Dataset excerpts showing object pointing
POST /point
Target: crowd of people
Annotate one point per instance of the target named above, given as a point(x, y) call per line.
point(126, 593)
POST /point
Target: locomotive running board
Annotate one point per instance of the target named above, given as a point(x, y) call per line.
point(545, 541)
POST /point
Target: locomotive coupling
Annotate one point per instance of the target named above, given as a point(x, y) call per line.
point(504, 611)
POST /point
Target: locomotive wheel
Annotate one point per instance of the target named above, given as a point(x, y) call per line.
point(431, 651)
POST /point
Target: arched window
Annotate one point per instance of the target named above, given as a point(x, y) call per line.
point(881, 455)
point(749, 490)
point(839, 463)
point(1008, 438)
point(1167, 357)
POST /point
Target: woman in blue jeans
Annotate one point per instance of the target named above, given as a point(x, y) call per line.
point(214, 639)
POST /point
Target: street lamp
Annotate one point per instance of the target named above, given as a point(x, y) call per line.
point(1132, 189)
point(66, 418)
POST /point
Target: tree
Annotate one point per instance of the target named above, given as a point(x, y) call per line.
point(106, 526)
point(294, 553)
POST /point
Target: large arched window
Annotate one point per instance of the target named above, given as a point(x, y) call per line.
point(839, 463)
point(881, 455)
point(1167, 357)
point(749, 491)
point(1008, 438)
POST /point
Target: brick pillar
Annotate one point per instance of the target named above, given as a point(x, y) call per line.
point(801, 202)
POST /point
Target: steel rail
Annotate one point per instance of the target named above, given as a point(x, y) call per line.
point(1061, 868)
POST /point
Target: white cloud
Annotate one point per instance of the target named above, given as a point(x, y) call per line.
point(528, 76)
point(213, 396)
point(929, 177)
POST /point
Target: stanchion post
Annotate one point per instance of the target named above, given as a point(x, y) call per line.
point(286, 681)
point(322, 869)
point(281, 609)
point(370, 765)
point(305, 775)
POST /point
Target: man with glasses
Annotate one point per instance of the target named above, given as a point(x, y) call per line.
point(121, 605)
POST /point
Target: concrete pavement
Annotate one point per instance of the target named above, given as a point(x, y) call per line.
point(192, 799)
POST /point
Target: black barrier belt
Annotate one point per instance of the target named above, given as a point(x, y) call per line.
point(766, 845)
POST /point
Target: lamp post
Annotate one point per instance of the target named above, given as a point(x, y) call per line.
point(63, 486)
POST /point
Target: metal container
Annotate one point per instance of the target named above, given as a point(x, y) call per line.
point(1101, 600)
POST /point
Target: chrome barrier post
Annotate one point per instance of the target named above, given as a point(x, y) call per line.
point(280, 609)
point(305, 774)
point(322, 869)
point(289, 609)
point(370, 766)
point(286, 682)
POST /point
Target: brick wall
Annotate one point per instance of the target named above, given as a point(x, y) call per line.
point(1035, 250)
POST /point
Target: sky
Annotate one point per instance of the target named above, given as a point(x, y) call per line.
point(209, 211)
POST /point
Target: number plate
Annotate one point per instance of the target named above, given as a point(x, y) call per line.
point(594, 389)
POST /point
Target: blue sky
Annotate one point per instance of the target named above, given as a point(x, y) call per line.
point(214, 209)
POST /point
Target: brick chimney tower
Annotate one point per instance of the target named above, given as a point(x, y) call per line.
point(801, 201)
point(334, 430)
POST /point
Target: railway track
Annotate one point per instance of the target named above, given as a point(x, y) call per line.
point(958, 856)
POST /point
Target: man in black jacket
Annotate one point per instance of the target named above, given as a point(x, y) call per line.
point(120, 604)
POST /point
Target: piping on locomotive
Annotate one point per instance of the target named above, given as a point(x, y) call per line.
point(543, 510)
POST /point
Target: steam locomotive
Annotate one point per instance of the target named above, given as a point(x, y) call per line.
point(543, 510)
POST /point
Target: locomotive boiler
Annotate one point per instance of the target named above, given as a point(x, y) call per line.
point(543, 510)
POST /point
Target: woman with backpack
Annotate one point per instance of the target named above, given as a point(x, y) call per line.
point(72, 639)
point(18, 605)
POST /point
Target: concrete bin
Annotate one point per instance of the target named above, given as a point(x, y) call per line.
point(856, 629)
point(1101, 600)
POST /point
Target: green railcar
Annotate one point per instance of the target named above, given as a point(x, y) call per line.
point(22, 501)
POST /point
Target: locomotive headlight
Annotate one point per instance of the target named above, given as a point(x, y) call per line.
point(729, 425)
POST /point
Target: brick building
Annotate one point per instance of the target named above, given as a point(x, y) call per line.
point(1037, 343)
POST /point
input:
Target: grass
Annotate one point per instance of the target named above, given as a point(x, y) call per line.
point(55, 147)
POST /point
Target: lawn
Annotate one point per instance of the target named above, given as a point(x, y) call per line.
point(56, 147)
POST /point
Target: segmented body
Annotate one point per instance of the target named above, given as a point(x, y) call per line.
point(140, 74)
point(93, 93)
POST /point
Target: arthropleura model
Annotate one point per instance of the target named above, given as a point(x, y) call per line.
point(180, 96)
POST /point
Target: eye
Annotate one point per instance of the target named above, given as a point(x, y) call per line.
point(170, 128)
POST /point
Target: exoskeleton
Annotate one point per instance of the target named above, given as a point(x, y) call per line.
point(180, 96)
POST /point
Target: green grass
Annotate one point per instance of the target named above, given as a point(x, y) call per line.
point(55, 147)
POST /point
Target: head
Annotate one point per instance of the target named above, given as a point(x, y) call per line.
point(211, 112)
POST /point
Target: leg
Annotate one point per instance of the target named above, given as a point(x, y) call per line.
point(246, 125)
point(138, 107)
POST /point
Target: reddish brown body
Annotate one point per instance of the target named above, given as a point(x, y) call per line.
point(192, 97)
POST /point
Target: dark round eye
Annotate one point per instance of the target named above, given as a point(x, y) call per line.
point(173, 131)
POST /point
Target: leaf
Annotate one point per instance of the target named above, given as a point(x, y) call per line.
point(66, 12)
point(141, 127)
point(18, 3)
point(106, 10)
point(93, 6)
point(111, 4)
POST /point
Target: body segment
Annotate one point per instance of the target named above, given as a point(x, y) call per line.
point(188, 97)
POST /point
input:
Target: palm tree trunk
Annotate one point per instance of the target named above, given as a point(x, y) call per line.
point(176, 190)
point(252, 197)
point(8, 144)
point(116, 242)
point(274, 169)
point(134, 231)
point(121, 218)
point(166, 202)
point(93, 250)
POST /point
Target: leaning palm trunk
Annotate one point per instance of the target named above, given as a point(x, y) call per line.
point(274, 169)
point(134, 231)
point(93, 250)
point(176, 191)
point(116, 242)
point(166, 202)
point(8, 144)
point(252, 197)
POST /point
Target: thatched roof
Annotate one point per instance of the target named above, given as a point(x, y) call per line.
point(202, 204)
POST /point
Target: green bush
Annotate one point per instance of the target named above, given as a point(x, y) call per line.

==

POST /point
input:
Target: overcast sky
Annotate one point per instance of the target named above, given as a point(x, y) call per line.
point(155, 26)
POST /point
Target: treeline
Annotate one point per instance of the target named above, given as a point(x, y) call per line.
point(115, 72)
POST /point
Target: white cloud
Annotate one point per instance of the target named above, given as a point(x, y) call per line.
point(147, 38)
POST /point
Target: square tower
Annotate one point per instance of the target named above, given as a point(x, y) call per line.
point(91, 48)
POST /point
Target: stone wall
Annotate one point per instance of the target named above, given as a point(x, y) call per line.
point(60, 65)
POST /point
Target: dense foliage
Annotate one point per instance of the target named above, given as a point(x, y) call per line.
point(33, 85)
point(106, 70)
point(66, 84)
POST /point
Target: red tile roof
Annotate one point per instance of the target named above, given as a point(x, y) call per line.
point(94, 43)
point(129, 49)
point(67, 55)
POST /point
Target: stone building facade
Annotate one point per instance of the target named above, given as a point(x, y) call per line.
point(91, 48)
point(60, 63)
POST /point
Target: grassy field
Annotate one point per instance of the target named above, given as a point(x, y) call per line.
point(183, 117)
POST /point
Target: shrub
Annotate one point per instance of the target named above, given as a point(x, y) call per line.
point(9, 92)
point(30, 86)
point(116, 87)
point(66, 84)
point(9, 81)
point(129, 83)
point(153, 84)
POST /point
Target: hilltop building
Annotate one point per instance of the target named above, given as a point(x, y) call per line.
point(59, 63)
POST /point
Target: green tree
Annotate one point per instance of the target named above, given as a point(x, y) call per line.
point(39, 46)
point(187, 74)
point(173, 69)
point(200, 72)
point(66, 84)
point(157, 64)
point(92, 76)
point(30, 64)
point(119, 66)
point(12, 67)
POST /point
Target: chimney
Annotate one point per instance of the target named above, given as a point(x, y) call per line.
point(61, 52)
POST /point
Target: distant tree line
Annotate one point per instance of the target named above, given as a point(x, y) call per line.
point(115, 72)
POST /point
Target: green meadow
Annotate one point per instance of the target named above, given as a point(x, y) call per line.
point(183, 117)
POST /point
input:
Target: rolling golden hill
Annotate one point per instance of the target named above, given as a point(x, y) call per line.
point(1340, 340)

...

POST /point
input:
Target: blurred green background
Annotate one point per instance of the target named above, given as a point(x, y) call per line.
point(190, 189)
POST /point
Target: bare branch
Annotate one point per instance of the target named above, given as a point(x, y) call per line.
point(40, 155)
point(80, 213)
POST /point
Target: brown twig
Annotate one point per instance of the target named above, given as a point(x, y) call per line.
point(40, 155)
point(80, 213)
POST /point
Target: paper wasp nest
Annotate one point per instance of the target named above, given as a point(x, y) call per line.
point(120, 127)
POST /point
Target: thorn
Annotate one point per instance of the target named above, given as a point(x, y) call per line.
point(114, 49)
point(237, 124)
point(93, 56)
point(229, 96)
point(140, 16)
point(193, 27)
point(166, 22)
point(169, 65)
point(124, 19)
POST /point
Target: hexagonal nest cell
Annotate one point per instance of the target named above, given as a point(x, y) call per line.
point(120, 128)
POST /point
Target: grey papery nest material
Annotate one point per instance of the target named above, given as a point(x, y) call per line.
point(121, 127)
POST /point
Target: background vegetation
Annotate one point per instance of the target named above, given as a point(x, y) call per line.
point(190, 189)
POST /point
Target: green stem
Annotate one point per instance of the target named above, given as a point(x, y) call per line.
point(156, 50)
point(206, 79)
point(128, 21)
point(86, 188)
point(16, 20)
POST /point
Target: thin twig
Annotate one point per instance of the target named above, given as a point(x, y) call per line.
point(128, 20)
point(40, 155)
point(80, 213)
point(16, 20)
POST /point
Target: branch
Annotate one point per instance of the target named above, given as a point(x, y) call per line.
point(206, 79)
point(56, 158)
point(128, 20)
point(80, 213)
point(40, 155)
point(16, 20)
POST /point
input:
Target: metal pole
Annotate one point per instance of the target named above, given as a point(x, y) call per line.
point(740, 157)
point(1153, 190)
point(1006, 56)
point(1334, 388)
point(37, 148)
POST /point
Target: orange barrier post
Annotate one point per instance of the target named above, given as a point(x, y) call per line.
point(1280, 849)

*The task:* Which lines of the records contain the word "roof"? Gather every one of them, matching case exactly.

*Result of the task:*
Target: thatched roof
Target: red tile roof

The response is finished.